> _What to work on_
Count the lines in the rows below that contain the word "camera", and give only that number.

···

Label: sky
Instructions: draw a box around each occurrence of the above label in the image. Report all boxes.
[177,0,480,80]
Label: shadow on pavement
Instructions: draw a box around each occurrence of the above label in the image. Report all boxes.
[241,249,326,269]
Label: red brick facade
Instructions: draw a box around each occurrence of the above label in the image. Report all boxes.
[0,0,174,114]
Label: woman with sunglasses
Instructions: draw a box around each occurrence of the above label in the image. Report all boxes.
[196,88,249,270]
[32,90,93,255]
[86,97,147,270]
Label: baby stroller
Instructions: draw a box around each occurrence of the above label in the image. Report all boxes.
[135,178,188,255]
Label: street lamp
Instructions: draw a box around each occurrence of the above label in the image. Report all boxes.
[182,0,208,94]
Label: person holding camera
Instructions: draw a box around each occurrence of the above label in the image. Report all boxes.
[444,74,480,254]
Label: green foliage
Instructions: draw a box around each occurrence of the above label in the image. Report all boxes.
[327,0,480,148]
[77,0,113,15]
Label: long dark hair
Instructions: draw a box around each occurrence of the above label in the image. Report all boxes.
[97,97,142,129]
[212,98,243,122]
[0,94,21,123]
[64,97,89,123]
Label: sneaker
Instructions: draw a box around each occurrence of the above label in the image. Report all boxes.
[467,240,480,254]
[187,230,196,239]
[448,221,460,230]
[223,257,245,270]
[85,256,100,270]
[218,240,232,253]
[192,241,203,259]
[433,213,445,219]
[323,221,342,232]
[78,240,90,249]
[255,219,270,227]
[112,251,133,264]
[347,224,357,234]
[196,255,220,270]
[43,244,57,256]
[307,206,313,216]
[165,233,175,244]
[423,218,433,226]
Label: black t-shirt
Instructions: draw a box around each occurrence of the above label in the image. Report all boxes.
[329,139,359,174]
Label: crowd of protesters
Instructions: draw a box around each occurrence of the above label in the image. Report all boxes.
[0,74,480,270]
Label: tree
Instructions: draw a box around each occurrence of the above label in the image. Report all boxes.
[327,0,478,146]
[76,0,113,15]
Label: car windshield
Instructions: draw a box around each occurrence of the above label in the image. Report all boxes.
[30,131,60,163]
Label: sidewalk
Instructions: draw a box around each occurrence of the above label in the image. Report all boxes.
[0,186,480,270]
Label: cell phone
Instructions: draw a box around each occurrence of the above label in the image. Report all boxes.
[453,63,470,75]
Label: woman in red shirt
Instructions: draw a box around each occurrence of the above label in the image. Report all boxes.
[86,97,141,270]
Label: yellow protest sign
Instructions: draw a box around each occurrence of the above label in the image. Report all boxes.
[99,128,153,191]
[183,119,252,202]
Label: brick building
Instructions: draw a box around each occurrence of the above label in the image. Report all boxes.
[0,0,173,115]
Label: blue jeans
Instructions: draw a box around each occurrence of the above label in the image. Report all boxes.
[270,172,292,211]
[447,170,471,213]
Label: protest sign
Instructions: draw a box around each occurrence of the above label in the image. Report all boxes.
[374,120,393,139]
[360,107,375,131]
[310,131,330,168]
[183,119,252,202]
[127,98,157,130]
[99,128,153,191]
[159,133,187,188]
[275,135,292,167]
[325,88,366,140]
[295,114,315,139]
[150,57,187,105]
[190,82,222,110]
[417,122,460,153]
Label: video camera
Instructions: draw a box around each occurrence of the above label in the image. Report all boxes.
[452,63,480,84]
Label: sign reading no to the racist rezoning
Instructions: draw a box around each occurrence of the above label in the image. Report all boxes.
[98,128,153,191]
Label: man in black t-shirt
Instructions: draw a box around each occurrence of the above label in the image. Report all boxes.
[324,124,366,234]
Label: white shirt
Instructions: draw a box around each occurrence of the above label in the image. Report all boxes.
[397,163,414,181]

···

> _Full output_
2